+++ Provided data +++

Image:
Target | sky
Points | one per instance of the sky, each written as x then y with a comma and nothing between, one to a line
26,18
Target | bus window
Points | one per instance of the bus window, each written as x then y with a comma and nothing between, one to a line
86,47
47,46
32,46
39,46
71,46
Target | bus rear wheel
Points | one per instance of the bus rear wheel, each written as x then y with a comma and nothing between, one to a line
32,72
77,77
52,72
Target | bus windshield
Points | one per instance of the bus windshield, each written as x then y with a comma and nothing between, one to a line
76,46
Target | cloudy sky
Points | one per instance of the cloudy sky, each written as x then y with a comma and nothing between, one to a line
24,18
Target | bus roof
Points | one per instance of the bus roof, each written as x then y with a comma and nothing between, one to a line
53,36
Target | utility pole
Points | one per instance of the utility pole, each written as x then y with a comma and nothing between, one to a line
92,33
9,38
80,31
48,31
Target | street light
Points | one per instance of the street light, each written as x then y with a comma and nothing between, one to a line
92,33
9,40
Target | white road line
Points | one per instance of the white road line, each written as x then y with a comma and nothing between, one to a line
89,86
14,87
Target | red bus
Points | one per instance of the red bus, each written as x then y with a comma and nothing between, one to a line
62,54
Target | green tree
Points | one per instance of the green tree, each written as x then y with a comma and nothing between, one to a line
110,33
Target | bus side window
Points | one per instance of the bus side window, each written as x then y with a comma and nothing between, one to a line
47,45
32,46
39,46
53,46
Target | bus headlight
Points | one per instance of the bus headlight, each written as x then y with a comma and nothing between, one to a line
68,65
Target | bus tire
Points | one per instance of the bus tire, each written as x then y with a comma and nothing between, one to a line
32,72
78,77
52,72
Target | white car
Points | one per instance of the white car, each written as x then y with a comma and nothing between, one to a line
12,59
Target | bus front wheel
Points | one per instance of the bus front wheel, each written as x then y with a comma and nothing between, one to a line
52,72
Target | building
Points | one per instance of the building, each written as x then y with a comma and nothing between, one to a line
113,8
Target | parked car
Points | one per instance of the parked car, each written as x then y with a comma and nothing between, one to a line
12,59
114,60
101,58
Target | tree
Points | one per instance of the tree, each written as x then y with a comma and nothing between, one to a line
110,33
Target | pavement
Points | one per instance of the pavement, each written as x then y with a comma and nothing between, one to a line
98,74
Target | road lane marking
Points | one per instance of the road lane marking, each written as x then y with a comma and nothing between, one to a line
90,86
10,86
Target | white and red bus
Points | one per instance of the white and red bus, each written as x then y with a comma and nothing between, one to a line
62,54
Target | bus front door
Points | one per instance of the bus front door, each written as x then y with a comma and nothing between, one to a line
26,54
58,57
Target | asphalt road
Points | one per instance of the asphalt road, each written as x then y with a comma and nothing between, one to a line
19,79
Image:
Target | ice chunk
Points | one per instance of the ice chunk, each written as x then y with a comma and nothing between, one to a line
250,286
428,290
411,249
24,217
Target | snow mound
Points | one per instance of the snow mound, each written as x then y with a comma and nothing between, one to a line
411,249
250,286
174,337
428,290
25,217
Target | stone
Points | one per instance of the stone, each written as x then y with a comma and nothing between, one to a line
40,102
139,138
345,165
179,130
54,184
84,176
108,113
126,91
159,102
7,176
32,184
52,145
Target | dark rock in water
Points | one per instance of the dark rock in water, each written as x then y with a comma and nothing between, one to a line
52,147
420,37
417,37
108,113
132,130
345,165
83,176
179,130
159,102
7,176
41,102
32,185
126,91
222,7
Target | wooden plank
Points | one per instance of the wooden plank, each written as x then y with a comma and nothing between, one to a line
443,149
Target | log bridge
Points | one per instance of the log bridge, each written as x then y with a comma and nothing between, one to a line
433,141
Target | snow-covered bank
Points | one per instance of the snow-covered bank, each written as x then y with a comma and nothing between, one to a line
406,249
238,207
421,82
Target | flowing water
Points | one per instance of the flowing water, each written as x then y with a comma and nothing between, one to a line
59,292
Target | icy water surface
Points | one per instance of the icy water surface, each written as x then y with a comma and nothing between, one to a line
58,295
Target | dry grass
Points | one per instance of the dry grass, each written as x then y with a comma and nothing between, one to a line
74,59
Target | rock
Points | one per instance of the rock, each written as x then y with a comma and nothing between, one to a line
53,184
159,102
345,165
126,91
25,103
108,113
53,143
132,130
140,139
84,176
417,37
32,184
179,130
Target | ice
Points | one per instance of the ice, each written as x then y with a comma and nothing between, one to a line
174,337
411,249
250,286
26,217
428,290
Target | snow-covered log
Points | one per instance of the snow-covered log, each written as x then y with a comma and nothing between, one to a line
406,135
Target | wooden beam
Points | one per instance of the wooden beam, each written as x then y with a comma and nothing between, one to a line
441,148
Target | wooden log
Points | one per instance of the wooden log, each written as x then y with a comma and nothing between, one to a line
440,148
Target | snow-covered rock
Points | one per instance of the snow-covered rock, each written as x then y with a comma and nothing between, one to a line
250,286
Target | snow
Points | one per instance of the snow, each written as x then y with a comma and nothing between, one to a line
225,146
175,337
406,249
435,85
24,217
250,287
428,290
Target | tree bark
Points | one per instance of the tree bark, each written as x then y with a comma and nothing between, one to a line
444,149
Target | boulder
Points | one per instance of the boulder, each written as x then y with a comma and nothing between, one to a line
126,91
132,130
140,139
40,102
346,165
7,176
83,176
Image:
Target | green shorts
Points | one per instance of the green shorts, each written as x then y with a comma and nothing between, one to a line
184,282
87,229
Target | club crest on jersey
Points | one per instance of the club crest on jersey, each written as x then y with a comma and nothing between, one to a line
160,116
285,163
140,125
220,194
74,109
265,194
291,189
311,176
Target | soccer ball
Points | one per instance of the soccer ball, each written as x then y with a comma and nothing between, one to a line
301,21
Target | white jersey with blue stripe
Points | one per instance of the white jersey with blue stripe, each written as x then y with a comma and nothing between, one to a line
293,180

+++

What you need to do:
Line by line, copy the records exactly.

Solution for this problem:
Image:
Target | sky
Points | one per instance of the sky, each written as x then y with a comma and nothing between, one to a line
26,18
Target | bus window
Points | one per instance of the bus window, each written as x then y with a comma and nothing between, one to a line
86,47
47,46
32,46
39,46
71,46
Target | bus rear wheel
Points | one per instance of the bus rear wheel, each written as x then y with a comma and nothing between, one to a line
32,72
77,77
52,72
Target | bus windshield
Points | one per instance of the bus windshield, each written as x then y with a comma and nothing between, one to a line
76,46
Target | cloudy sky
Points | one per instance of the cloudy sky, each written as x then y with a comma and nothing between, one to a line
24,18
Target | bus roof
Points | one per instance of the bus roof, each written as x then y with a comma and nothing between, one to a line
53,36
Target | utility pole
Points | one per instance of the utility pole, each written as x then y with a comma and nothing between, one to a line
92,33
9,38
80,31
48,31
Target | street light
Points | one per instance of the street light, each written as x then y with a comma and nothing between, one to a line
92,33
9,40
Target | white road line
Points | one per instance of the white road line, each written as x then y with a comma and nothing between, one to a line
89,86
14,87
Target | red bus
Points | one per instance of the red bus, each written as x then y with a comma and nothing between, one to a line
62,54
Target | green tree
Points | one per instance of the green tree, each written as x then y with a comma and nothing between, one to a line
110,33
Target | bus side window
Points | one per instance of the bus side window, each written as x then y with a comma and nothing between, one to a line
47,45
32,46
39,46
53,46
Target | bus headlight
Points | one per instance of the bus headlight, each written as x then y with a comma and nothing between, one to a line
68,65
Target | bus tire
Points | one per instance of the bus tire, each written as x then y with a comma and nothing between, one to a line
32,72
78,77
52,72
Target | white car
Points | one per instance of the white car, each written as x then y with a comma and nothing between, one to a line
12,59
Target | bus front wheel
Points | one per instance of the bus front wheel, each written as x then y with a comma and nothing between, one to a line
52,72
Target | building
Points | one per instance of the building, each written as x then y with a comma and nothing between, one to a line
113,8
Target | parked car
Points | one per instance of the parked car, each written as x then y with a comma and nothing between, one to a line
12,59
114,60
101,58
Target | tree
Points | one per instance of the tree, each written as x then y with a comma and nothing between, one to a line
110,33
Target | pavement
Points | one per instance of the pavement, each written as x then y with a comma and nothing between, one to a line
98,74
Target | road lane marking
Points | one per instance of the road lane marking, each written as x then y with a comma and nothing between, one to a line
90,86
10,86
Target | white and red bus
Points | one per instance of the white and red bus, each written as x then y with a comma and nothing between, one to a line
62,54
Target | bus front door
Points | one per instance of the bus front door, each written as x then y with a comma and nothing between, one to a line
26,54
58,57
Target | asphalt road
Points | one per instance of the asphalt road, each written as x then y with a comma and nothing between, one to a line
19,79
Image:
Target | ice chunk
Points | one per instance of the ice chunk, each written as x then y with a comma and nothing between, one to a line
250,286
428,290
411,249
24,217
Target | snow mound
Points | one per instance of the snow mound, each written as x then y with a comma and nothing between, one to a line
411,249
250,286
174,337
428,290
25,217
Target | stone
Points | one per instance of the stone, each written as x then y with a comma and nothing between, one to a line
40,102
139,138
345,165
179,130
54,184
84,176
108,113
126,91
159,102
7,176
32,184
52,145
Target | dark rock in water
Points | one per instance of the dark rock in water, each written as x then y with a comma and nothing between, one to a line
52,147
420,37
417,37
108,113
132,130
345,165
83,176
179,130
159,102
7,176
41,102
32,185
126,91
222,7
Target | wooden plank
Points | one per instance of the wooden plank, each written as x then y with a comma and nothing between, one to a line
443,149
Target | log bridge
Points | one per instance of the log bridge, each written as x then y with a comma and nothing between, one to a line
433,141
Target | snow-covered bank
Points | one per instance of the snow-covered bank, each written as x then y with a comma and nothing between, one to a line
406,249
238,207
421,82
Target | flowing water
Points | one per instance of the flowing water, each written as x then y with a comma and nothing between, one to a line
59,292
Target | icy water surface
Points | one per instance of the icy water surface, each written as x then y with a comma and nothing between, one to a line
58,295
Target | dry grass
Points | one per instance of the dry grass, each written as x then y with a comma and nothing between, one to a line
74,59
Target | rock
Points | one per instance of the rock, each written as x then y with a comma and nothing between, one to a line
53,184
159,102
345,165
126,91
25,103
108,113
53,143
132,130
140,139
84,176
417,37
32,184
179,130
Target | ice
Points | one per instance of the ice, each written as x then y with a comma and nothing between, one to a line
174,337
411,249
250,286
26,217
428,290
Target | snow-covered log
Points | one per instance of the snow-covered log, each written as x then y with a comma and nothing between, one to a line
406,135
Target | wooden beam
Points | one per instance of the wooden beam, each written as x then y with a comma and nothing between, one to a line
441,148
Target | wooden log
Points | one per instance of the wooden log, each written as x then y with a comma and nothing between, one to a line
440,148
Target | snow-covered rock
Points | one per instance of the snow-covered rock, each written as x then y with a comma and nothing between, one to a line
250,286
Target | snow
Points | one per instance of the snow, each written as x then y with a comma and nothing between, one to a line
225,146
175,337
406,249
435,85
24,217
250,287
428,290
Target | tree bark
Points | one per instance of the tree bark, each written as x then y with a comma and nothing between, one to a line
444,149
Target | boulder
Points | one per instance of the boulder, each written as x then y with a comma and nothing between, one to a line
126,91
132,130
140,139
40,102
346,165
7,176
83,176
Image:
Target | green shorts
Points | one per instance of the green shorts, each written as x then y with a comma and nothing between, one to a line
184,282
87,229
Target | club crest on jersey
Points | one per instance of the club crest on jersey, each written as x then y with a comma and nothing between, one to a line
160,116
285,163
140,125
220,194
74,109
265,194
291,189
311,176
Target | soccer ball
Points | one per instance of the soccer ball, each written as x then y with a comma and nothing between, one to a line
301,21
Target | white jersey with blue stripe
Points | one per instance of the white jersey with blue stripe, each written as x then y with a comma and nothing between, one to a line
293,180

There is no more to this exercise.